>> BEGIN

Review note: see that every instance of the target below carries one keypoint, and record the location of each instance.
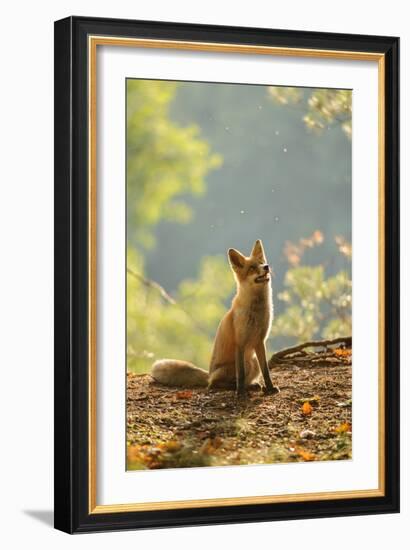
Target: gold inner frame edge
(93, 42)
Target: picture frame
(77, 40)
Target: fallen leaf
(306, 455)
(307, 409)
(307, 434)
(342, 352)
(184, 394)
(343, 428)
(311, 400)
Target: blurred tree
(181, 327)
(317, 305)
(164, 161)
(322, 107)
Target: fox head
(250, 270)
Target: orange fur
(239, 354)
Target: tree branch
(297, 352)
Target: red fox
(239, 354)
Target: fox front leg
(240, 371)
(261, 354)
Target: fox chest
(252, 322)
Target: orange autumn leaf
(342, 352)
(184, 394)
(306, 455)
(343, 428)
(307, 408)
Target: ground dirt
(310, 419)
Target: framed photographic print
(226, 274)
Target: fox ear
(236, 259)
(257, 252)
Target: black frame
(71, 275)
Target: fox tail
(171, 372)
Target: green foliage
(322, 107)
(164, 161)
(184, 329)
(316, 305)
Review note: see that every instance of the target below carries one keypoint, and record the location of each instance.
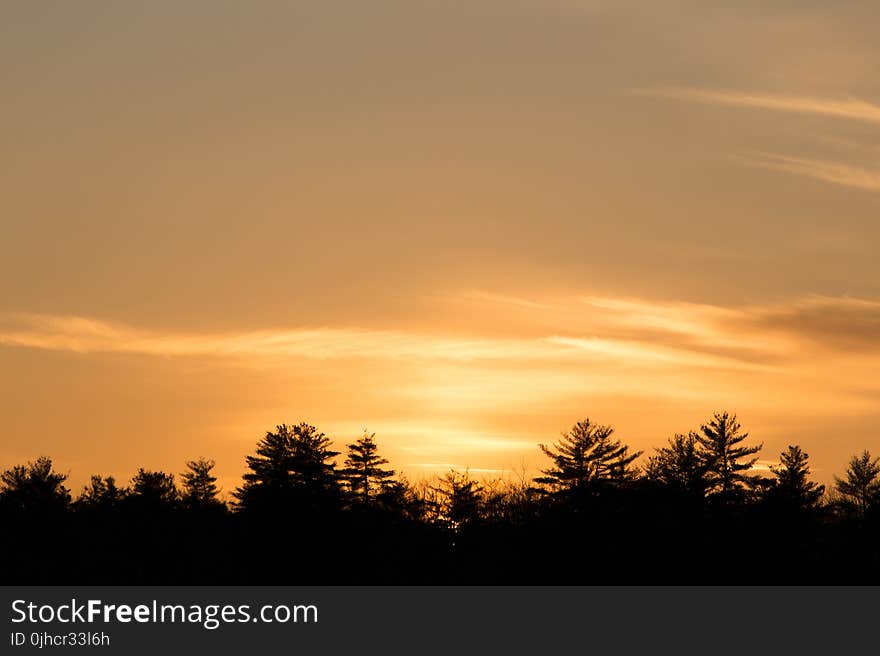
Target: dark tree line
(697, 511)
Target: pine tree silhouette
(792, 485)
(363, 471)
(587, 454)
(200, 485)
(719, 441)
(861, 487)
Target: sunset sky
(462, 226)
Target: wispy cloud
(836, 173)
(88, 335)
(611, 330)
(846, 108)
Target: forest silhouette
(697, 511)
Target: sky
(460, 226)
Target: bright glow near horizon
(461, 228)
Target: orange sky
(463, 228)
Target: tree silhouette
(363, 471)
(200, 485)
(722, 457)
(861, 487)
(295, 464)
(154, 488)
(100, 492)
(792, 485)
(460, 499)
(679, 465)
(587, 454)
(34, 488)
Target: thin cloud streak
(86, 335)
(849, 108)
(828, 171)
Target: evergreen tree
(34, 488)
(293, 464)
(200, 485)
(679, 465)
(723, 457)
(587, 454)
(792, 485)
(100, 492)
(460, 499)
(154, 488)
(363, 470)
(861, 487)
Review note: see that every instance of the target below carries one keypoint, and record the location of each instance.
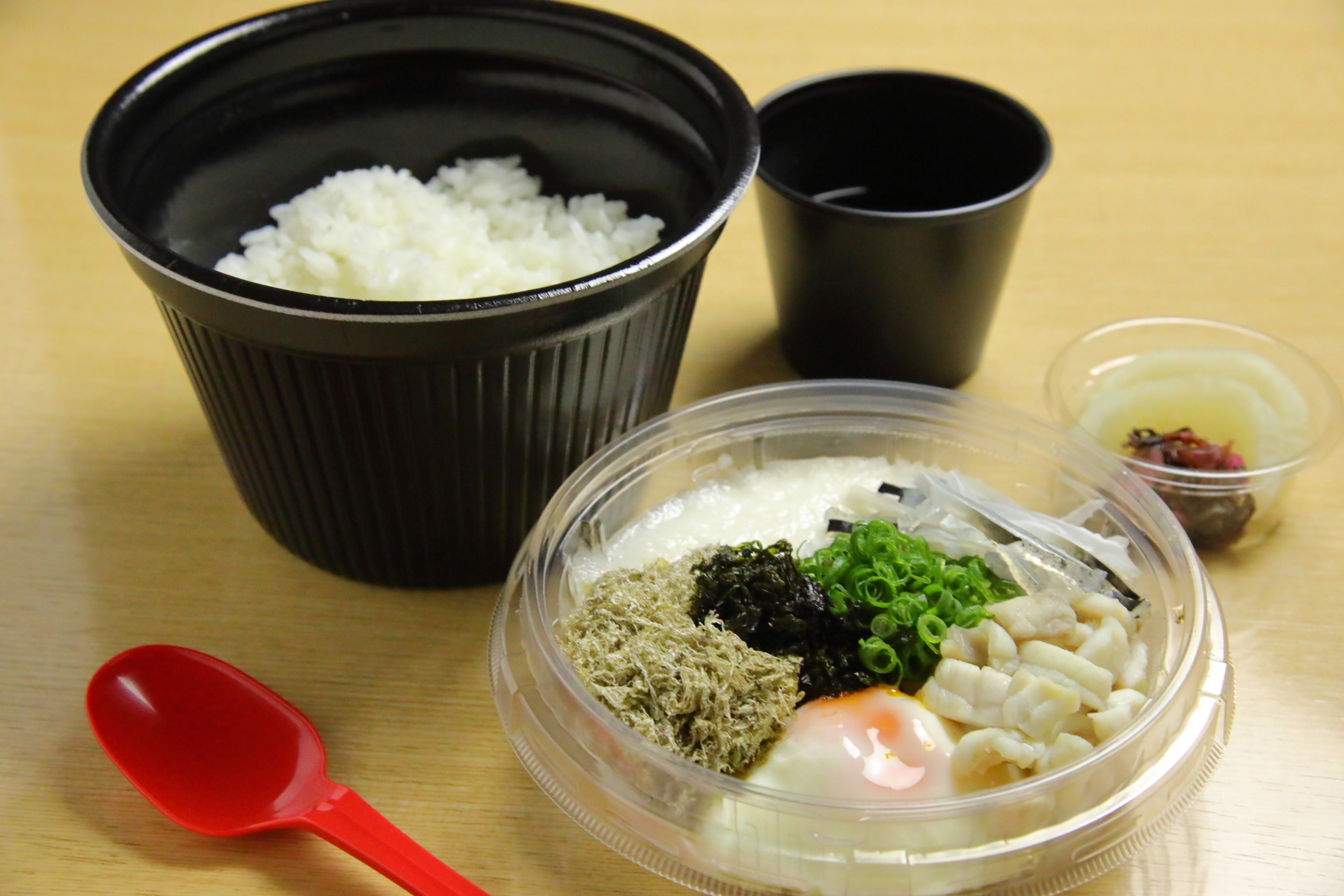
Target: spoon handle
(350, 823)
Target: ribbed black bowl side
(427, 473)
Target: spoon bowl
(222, 754)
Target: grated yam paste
(695, 689)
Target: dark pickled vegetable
(1211, 520)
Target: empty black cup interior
(899, 143)
(195, 165)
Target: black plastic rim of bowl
(741, 156)
(804, 85)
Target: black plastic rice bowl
(414, 443)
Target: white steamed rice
(480, 228)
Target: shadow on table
(745, 363)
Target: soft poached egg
(873, 746)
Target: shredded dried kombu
(761, 596)
(691, 687)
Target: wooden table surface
(1199, 171)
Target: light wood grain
(1199, 171)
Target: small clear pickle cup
(1276, 408)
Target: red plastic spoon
(222, 754)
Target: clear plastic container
(1203, 499)
(724, 836)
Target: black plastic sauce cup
(891, 202)
(414, 443)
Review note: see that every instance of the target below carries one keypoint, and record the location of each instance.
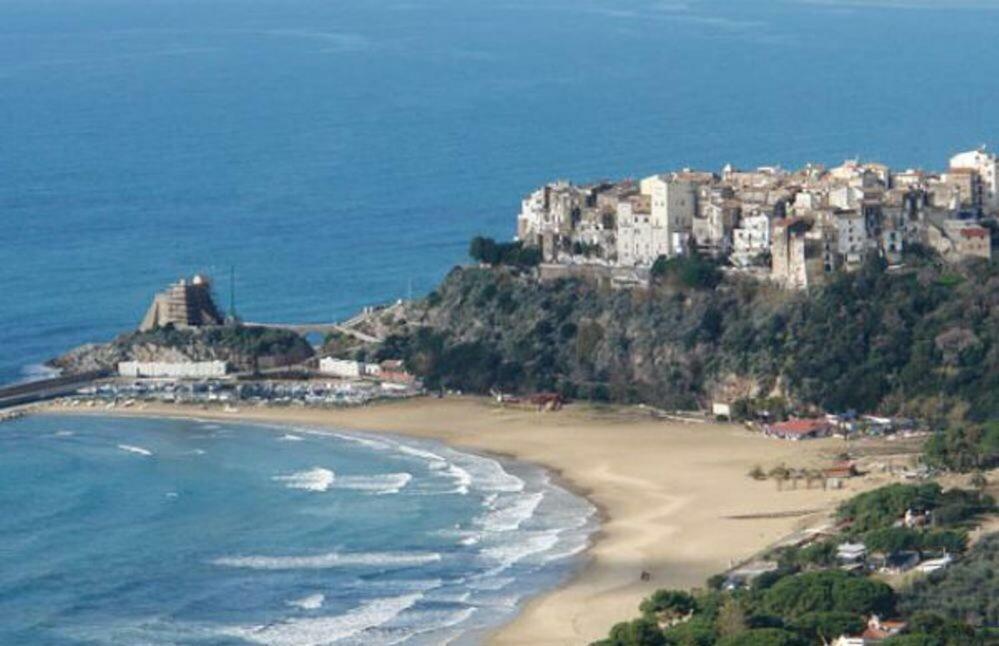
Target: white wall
(188, 370)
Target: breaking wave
(326, 630)
(320, 479)
(138, 450)
(311, 602)
(317, 479)
(330, 560)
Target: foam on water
(138, 450)
(510, 513)
(311, 602)
(326, 630)
(312, 530)
(320, 479)
(381, 484)
(329, 560)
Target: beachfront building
(173, 370)
(343, 368)
(803, 224)
(799, 429)
(986, 166)
(673, 203)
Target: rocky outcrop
(920, 342)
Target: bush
(672, 602)
(488, 251)
(824, 627)
(828, 591)
(640, 632)
(763, 637)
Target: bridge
(318, 328)
(35, 391)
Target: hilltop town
(794, 227)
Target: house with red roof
(799, 429)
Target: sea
(333, 154)
(167, 531)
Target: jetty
(35, 391)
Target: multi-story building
(986, 165)
(673, 204)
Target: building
(986, 166)
(960, 239)
(184, 304)
(750, 239)
(849, 553)
(852, 242)
(173, 370)
(673, 205)
(343, 368)
(799, 429)
(788, 249)
(634, 232)
(879, 630)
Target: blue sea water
(340, 153)
(133, 531)
(337, 152)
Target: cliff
(921, 341)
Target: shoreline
(665, 492)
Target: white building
(852, 239)
(750, 238)
(180, 370)
(987, 167)
(674, 203)
(341, 367)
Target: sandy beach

>> END

» **What to work on**
Copy every line of the items above word for word, in their original order. Leave out the lines that stand for pictures.

» **Full answer**
Review note: see that every instance of the target below carries one keypoint, and record the location of each instance.
Target: gold inner frame edge
(93, 42)
Target: picture frame
(77, 40)
Target: fallen leaf
(306, 455)
(307, 409)
(307, 434)
(342, 352)
(184, 394)
(343, 428)
(311, 400)
Target: blurred tree
(181, 327)
(317, 305)
(164, 161)
(322, 107)
Target: fox head
(250, 270)
Target: orange fur
(239, 354)
Target: tree branch
(297, 352)
Target: red fox
(239, 354)
Target: fox front leg
(240, 371)
(261, 354)
Target: fox chest
(252, 322)
Target: orange autumn leaf
(342, 352)
(184, 394)
(306, 455)
(343, 428)
(307, 408)
Target: ground dirt
(310, 419)
Target: framed photographic print
(226, 274)
Target: fox ear
(236, 259)
(257, 252)
Target: black frame
(71, 275)
Target: fox tail
(171, 372)
Target: green foliage
(322, 107)
(164, 161)
(184, 329)
(316, 305)
Review note: see that every instance of the target below carries one keypoint, and record the location of each instance.
Target: dark tree line
(697, 511)
Target: pine tree silhouette
(792, 485)
(363, 471)
(587, 454)
(200, 485)
(719, 441)
(861, 487)
Target: sunset sky
(462, 226)
Target: wispy cloud
(836, 173)
(88, 335)
(611, 330)
(846, 108)
Target: forest silhouette
(697, 511)
Target: sky
(460, 226)
Target: bright glow near horizon
(461, 228)
Target: orange sky
(463, 228)
Target: tree silhouette
(363, 471)
(200, 485)
(722, 457)
(861, 487)
(295, 464)
(154, 488)
(100, 492)
(792, 485)
(460, 499)
(679, 465)
(587, 454)
(34, 488)
Target: thin cloud streak
(86, 335)
(849, 108)
(828, 171)
Target: evergreen tree
(34, 488)
(293, 464)
(200, 485)
(679, 465)
(723, 457)
(587, 454)
(792, 485)
(100, 492)
(460, 499)
(154, 488)
(363, 470)
(861, 487)
Review note: see that every instance of the target below carries one keypoint, and record the location of each instance.
Target: spoon handle
(350, 823)
Target: ribbed black bowl side
(427, 473)
Target: spoon bowl
(222, 754)
Target: grated yam paste
(695, 689)
Target: dark pickled vegetable
(1211, 520)
Target: empty black cup interior
(899, 143)
(195, 165)
Target: black plastic rim of bowl
(741, 156)
(804, 85)
Target: black plastic rice bowl
(414, 443)
Target: white steamed rice
(480, 228)
Target: shadow on table
(745, 363)
Target: soft poached egg
(873, 746)
Target: shredded dried kombu
(761, 596)
(691, 687)
Target: wooden table surface
(1199, 171)
Target: light wood grain
(1199, 171)
Target: small clear pickle cup
(1276, 408)
Target: red plastic spoon
(222, 754)
Target: clear plastic container
(1203, 499)
(724, 836)
Target: black plastic sauce cup
(891, 202)
(414, 443)
Review note: see that every instance of the target below carries one keypoint, and record the location of each instance.
Target: white wall
(188, 370)
Target: breaking wave
(326, 630)
(320, 479)
(138, 450)
(311, 602)
(317, 479)
(330, 560)
Target: foam on water
(138, 450)
(510, 513)
(311, 602)
(326, 630)
(312, 530)
(320, 479)
(381, 484)
(329, 560)
Target: beachfront building
(173, 370)
(343, 368)
(803, 224)
(799, 429)
(986, 166)
(673, 203)
Target: rocky outcrop
(920, 342)
Target: bush
(672, 602)
(488, 251)
(824, 627)
(828, 591)
(640, 632)
(763, 637)
Target: bridge
(318, 328)
(35, 391)
Target: hilltop town
(794, 227)
Target: house with red roof
(799, 429)
Target: sea
(333, 154)
(167, 531)
Target: jetty
(35, 391)
Target: multi-story building
(986, 165)
(673, 204)
Target: building
(986, 166)
(960, 239)
(184, 304)
(750, 239)
(849, 553)
(852, 242)
(173, 370)
(673, 205)
(343, 368)
(799, 429)
(788, 249)
(634, 232)
(879, 630)
Target: blue sea water
(340, 153)
(133, 531)
(337, 152)
Target: cliff
(921, 341)
Target: shoreline
(665, 492)
Target: white building
(852, 239)
(750, 238)
(180, 370)
(987, 167)
(674, 203)
(341, 367)
Target: sandy beach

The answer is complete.